SHORT TASK: Quote the material below word for word, leaving out any pictures.

* Begin EXERCISE MATERIAL *

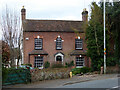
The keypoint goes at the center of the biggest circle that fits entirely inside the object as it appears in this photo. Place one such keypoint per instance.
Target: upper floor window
(78, 44)
(59, 43)
(38, 61)
(38, 43)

* End EXERCISE MATERIAL *

REPLY:
The keypoint goes at the center of the biggest circle that fits entirely inside the object as it appears in this photo. Place one such keypoint per instance.
Target: upper floor window
(78, 44)
(59, 43)
(38, 61)
(38, 43)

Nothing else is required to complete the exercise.